Echo every one of the rows below line for line, with no character changed.

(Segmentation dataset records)
———

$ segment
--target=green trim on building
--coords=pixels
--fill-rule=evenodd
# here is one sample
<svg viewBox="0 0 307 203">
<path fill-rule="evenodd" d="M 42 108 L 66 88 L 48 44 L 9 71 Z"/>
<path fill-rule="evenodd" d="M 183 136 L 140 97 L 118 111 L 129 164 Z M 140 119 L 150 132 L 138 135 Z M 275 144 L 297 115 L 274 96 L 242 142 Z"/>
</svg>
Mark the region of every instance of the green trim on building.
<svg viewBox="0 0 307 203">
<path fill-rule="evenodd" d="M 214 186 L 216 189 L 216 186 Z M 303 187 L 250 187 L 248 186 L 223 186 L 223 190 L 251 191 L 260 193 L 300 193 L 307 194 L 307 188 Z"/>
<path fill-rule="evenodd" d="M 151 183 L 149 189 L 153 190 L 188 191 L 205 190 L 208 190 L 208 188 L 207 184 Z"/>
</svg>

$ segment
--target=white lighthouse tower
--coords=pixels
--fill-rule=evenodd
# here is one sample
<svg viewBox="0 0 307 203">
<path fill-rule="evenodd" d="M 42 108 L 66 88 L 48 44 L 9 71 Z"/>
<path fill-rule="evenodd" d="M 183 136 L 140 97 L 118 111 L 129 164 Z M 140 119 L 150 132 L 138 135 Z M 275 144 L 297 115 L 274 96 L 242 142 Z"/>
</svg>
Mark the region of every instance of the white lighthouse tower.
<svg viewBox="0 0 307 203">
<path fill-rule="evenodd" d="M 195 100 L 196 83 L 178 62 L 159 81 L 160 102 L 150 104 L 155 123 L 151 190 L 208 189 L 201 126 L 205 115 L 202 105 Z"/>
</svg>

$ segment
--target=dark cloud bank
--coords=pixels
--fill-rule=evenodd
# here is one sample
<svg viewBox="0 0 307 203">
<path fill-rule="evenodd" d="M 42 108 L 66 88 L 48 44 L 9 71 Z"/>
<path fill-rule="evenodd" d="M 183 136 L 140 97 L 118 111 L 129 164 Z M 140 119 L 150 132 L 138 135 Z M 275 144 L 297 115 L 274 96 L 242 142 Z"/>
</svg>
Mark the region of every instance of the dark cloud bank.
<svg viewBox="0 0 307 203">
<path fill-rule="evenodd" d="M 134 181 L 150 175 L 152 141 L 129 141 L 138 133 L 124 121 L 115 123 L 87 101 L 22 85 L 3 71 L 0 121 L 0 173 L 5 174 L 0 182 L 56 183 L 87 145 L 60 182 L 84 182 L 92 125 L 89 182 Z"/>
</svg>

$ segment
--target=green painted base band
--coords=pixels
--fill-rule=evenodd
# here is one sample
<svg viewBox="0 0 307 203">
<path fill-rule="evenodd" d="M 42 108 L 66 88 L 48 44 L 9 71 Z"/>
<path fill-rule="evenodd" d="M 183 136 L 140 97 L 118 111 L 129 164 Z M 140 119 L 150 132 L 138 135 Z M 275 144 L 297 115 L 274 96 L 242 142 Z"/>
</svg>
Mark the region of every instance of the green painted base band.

———

__Solution to this exercise__.
$ segment
--target=green trim on building
--coords=pixels
--fill-rule=evenodd
# here is one sample
<svg viewBox="0 0 307 203">
<path fill-rule="evenodd" d="M 42 108 L 66 88 L 48 44 L 9 71 Z"/>
<path fill-rule="evenodd" d="M 183 136 L 140 97 L 118 111 L 129 164 Z M 140 119 L 150 132 L 138 135 Z M 275 144 L 297 115 L 274 96 L 242 142 Z"/>
</svg>
Mark the region of every instance of the green trim on building.
<svg viewBox="0 0 307 203">
<path fill-rule="evenodd" d="M 214 186 L 216 189 L 216 186 Z M 303 187 L 250 187 L 248 186 L 223 186 L 223 190 L 251 191 L 260 193 L 300 193 L 307 194 L 307 188 Z"/>
<path fill-rule="evenodd" d="M 151 183 L 149 189 L 153 190 L 188 191 L 205 190 L 208 190 L 208 188 L 207 184 Z"/>
</svg>

$ segment
--target=white lighthouse tower
--coords=pixels
--fill-rule=evenodd
# here is one sample
<svg viewBox="0 0 307 203">
<path fill-rule="evenodd" d="M 42 108 L 66 88 L 48 44 L 9 71 Z"/>
<path fill-rule="evenodd" d="M 183 136 L 140 97 L 118 111 L 129 164 Z M 140 119 L 150 132 L 138 135 Z M 275 144 L 297 115 L 274 96 L 242 142 Z"/>
</svg>
Mark the region of every instance of the white lighthouse tower.
<svg viewBox="0 0 307 203">
<path fill-rule="evenodd" d="M 195 100 L 196 83 L 178 62 L 159 81 L 160 102 L 150 104 L 155 123 L 151 190 L 208 189 L 201 126 L 205 115 L 202 105 Z"/>
</svg>

$ segment
--target=dark cloud bank
--coords=pixels
--fill-rule=evenodd
# here is one sample
<svg viewBox="0 0 307 203">
<path fill-rule="evenodd" d="M 42 108 L 66 88 L 48 44 L 9 71 Z"/>
<path fill-rule="evenodd" d="M 183 136 L 140 97 L 118 111 L 129 164 Z M 140 119 L 150 132 L 138 135 Z M 275 144 L 297 115 L 274 96 L 242 142 Z"/>
</svg>
Mark the region of every instance of the dark cloud bank.
<svg viewBox="0 0 307 203">
<path fill-rule="evenodd" d="M 134 181 L 150 175 L 152 141 L 129 141 L 138 133 L 124 121 L 115 123 L 87 101 L 22 85 L 3 71 L 0 121 L 0 173 L 5 174 L 0 182 L 56 183 L 87 145 L 60 182 L 84 182 L 92 125 L 89 182 Z"/>
</svg>

$ segment
--target=green painted base band
--coords=pixels
--fill-rule=evenodd
# here is one sample
<svg viewBox="0 0 307 203">
<path fill-rule="evenodd" d="M 42 108 L 66 88 L 48 44 L 9 71 Z"/>
<path fill-rule="evenodd" d="M 183 136 L 140 97 L 118 111 L 129 164 Z M 140 119 L 150 132 L 138 135 Z M 275 144 L 297 115 L 274 96 L 242 142 Z"/>
</svg>
Mark the region of every instance of the green painted base band.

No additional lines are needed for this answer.